*** Stored data Section Begins ***

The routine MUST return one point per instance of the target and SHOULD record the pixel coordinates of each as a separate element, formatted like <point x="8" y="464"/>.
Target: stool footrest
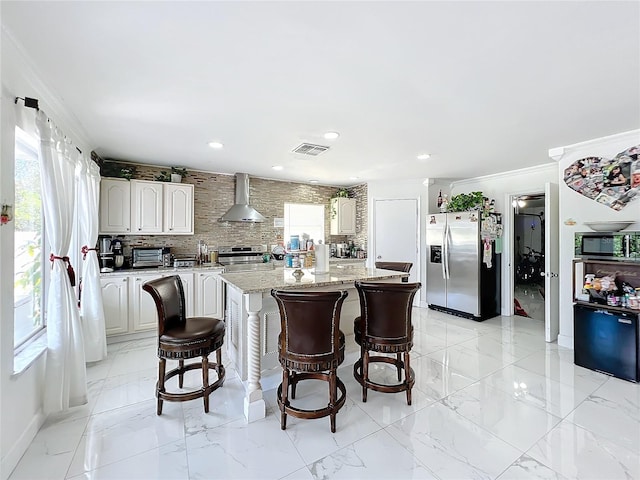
<point x="192" y="394"/>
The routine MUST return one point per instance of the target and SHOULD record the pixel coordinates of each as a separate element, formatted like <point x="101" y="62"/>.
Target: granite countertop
<point x="282" y="278"/>
<point x="142" y="271"/>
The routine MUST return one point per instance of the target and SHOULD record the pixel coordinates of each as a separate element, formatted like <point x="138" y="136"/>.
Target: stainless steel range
<point x="244" y="258"/>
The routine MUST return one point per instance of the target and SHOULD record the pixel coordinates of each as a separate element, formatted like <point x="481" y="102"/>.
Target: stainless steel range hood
<point x="241" y="210"/>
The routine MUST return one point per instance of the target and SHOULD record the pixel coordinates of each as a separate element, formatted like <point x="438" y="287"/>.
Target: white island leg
<point x="254" y="406"/>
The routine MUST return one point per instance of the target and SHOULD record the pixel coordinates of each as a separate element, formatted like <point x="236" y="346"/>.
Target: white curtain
<point x="91" y="309"/>
<point x="65" y="380"/>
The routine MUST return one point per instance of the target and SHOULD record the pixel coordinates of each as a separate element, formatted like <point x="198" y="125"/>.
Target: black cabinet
<point x="606" y="340"/>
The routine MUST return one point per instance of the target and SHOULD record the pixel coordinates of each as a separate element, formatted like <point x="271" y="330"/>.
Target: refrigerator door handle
<point x="443" y="259"/>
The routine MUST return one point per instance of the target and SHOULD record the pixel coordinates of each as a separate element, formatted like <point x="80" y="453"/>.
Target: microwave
<point x="148" y="257"/>
<point x="608" y="245"/>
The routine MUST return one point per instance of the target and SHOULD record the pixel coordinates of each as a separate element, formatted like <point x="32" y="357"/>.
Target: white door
<point x="178" y="208"/>
<point x="551" y="263"/>
<point x="146" y="210"/>
<point x="396" y="233"/>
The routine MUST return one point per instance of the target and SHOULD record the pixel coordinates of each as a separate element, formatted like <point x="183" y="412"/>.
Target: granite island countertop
<point x="163" y="270"/>
<point x="282" y="278"/>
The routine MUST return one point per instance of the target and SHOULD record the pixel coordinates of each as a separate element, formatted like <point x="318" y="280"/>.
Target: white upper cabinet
<point x="178" y="208"/>
<point x="343" y="216"/>
<point x="146" y="206"/>
<point x="115" y="206"/>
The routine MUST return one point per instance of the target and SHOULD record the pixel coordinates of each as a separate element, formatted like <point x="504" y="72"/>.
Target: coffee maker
<point x="106" y="256"/>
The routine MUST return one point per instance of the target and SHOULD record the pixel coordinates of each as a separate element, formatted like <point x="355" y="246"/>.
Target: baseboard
<point x="565" y="341"/>
<point x="11" y="459"/>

*** Stored data Section Ends ***

■ **What is expected**: Pictures are to be excluded; all other material must be transcribed exactly.

■ **Completed exercise**:
The routine MUST return one point per instance of the target and SHOULD record the pixel coordinates of each as a separate element, formatted like <point x="8" y="464"/>.
Target: stool footrest
<point x="192" y="394"/>
The routine MUST return one point per instance of the target and SHOULD record the pixel coordinates of each as a separate element, formatted like <point x="101" y="62"/>.
Target: granite countertop
<point x="282" y="278"/>
<point x="142" y="271"/>
The routine MUST return one point per instance of the target and SHOULD record the pixel coordinates of each as a separate element, formatted like <point x="138" y="136"/>.
Target: stainless steel range
<point x="244" y="258"/>
The routine MUST return one point per instance of the target and SHOULD record the pixel coordinates of each as a separate element, formatted like <point x="481" y="102"/>.
Target: stainless steel range hood
<point x="241" y="210"/>
The routine MUST return one point per instance of the target and SHOULD record the pixel coordinates of each as a separate element, formatted like <point x="438" y="287"/>.
Target: white island leg
<point x="254" y="406"/>
The routine MUST return one point per instance of the target and SHOULD record the pixel coordinates of each as a separate element, formatted like <point x="236" y="346"/>.
Target: white curtain
<point x="91" y="309"/>
<point x="65" y="380"/>
The routine MUST return one point per instance of the target and SHOULD record the pixel coordinates of each as a separate element, formatted like <point x="198" y="125"/>.
Target: black cabinet
<point x="606" y="340"/>
The routine MUST return one point per instance of the target and SHOULD record the pixel coordinates of each as a separate element, formatted like <point x="271" y="330"/>.
Target: refrigerator door handle
<point x="443" y="259"/>
The routine MUST return one point per instance of the target and SHOULD record the pixel coordinates of each as a separate element, formatted like <point x="80" y="453"/>.
Target: microwave
<point x="148" y="257"/>
<point x="608" y="245"/>
The routine MUST return one point per instance of the target and SHOULD record the pixel coordinates of each as a separate element, formatted like <point x="32" y="357"/>.
Target: white door
<point x="178" y="208"/>
<point x="551" y="263"/>
<point x="146" y="210"/>
<point x="396" y="233"/>
The routine MUST return one point per instance of the target and SHOULD record the pixel coordinates of each as a separate element, formatted like <point x="183" y="412"/>.
Target: granite island countertop
<point x="163" y="270"/>
<point x="282" y="278"/>
The routine MUST return one point per instance of the target and SHOULD record the pixel coordinates of each as a separate element, formatted like <point x="318" y="280"/>.
Target: white upper cabinet
<point x="178" y="208"/>
<point x="343" y="216"/>
<point x="146" y="206"/>
<point x="115" y="206"/>
The routine MUST return one point per instance of the target and SHOULD record the pixel coordinates of each as a separate element, formatted like <point x="504" y="72"/>.
Target: coffee maker
<point x="106" y="256"/>
The routine MUST return one point per instance of the target and SHOULD record the pixel coordinates of each as a separate element, formatted like <point x="355" y="246"/>.
Target: baseboard
<point x="565" y="341"/>
<point x="11" y="459"/>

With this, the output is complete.